#### WHAT THE EXERCISE ASKS:
Can you output every line of the records below as a JSON list of strings, one string per line, skipping blank lines?

[Region annotation entries]
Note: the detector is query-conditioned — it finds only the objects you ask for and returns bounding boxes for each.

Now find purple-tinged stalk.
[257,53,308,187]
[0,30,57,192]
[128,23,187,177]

#### RESPONSE TO THE TASK:
[
  "Note: the detector is query-conditioned — it finds only the objects you ask for and returns bounding boxes for each.",
  "Now find purple-tinged stalk.",
  "[257,53,308,187]",
  "[0,30,57,192]",
  "[128,23,187,177]"
]